## What this exercise asks
[1] Using the recap of Pao's testimony, decide whether each statement agrees with it. Answer yes or no for each, quoting the words of the recap that settle it.
(a) Pao said she ended the affair once she learned the colleague's wife had not actually left him.
(b) Lynne Hermle is a senior partner at Kleiner Perkins.
(c) Pao followed a senior partner's advice to stop working with the colleague.
[2] Turn the paragraph of the recap of Pao's testimony that begins "Pao has testified that a male colleague" into a short bulleted list that keeps its main facts.
[3] Carry on the recap of Pao's testimony from the point where it stops.

## Selected excerpt
+-------+
Here's a recap of testimony and a look at how it fits into the allegations on both sides.
WHAT HAS PAO SAID ABOUT BIAS?
— Pao has testified that a male colleague with whom she had an affair retaliated when she broke it off by cutting her out of emails and meetings. She said the company showed its bias toward women by refusing to take any action when she complained about the retaliation. Pao also said she received erotic poetry from a senior partner and was denied a seat by Kleiner Perkins on the board of directors of another company in part because she was going on maternity leave.
WHAT IS KLEINER PERKINS' RESPONSE?
— Lynne Hermle, an attorney for Kleiner Perkins, has portrayed Pao as a chronic complainer who twisted facts and circumstances. The firm says Pao didn't get along with her colleagues and performed poorly as a junior partner.
HOW HAS PAO'S AFFAIR WITH THE MALE COLLEAGUE FIGURED IN THE CASE?
— Pao has testified that the colleague initially pursued her relentlessly and she began the affair after he said his wife had left him. She said she broke it off several months later when she learned that was a lie. After she reported the retaliation, a senior partner at the firm advised her to stop working with the colleague but she did not take the advice, thinking they could have a professional relationship.
WHAT ABOUT THE EROTIC POETRY?
+-------+
## Information shown
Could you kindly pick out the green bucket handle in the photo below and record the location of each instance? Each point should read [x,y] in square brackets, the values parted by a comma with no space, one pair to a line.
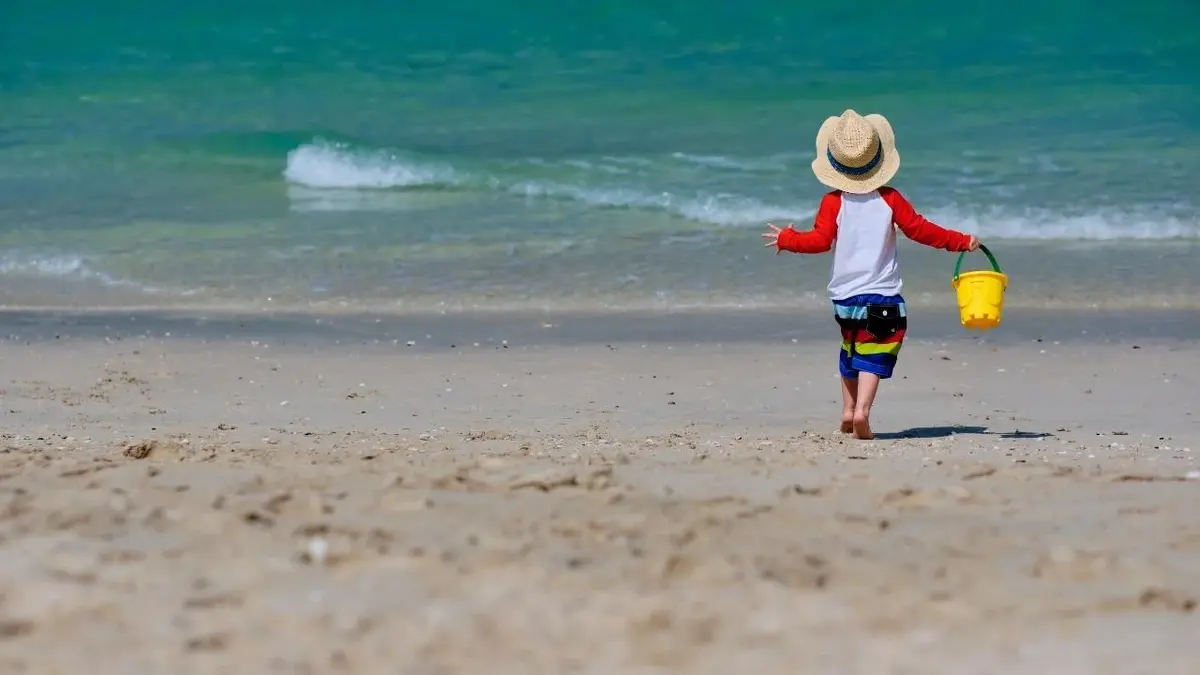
+-------+
## Written answers
[1]
(a) Yes: "She said she broke it off several months later when she learned that was a lie."
(b) No: "Lynne Hermle, an attorney for Kleiner Perkins"
(c) No: "but she did not take the advice"

[2]
Pao testified that:
- after she ended an affair with a male colleague, he retaliated by cutting her out of emails and meetings
- the company showed bias toward women by taking no action on her complaint about the retaliation
- she received erotic poetry from a senior partner
- Kleiner Perkins denied her a seat on another company's board of directors, partly because she was going on maternity leave

[3]
— Pao testified that she did not reject the book of erotic poetry or tell the senior partner who gave it to her that she was offended. She told jurors the book contained erotic poems and nude sketches, and she thought it was "weird."
Pao said the same partner invited her to dinner at a time when his wife would be out of town, but he never said he had a romantic interest in her. Pao told another partner at the firm the invitation might have been innocent.
WHAT EVIDENCE HAS THE FIRM INTRODUCED ABOUT PAO?
The firm said it repeatedly noted in job evaluations that Pao didn't get along with people and that was a major issue after she became a junior partner around 2010. As examples, the firm's lawyer showed jurors an email Pao sent to a senior partner complaining that a colleague was competitive, defensive and undependable, and did not take feedback or listen well. Pao also testified that she had a conflict with her secretary for not coming to work on time.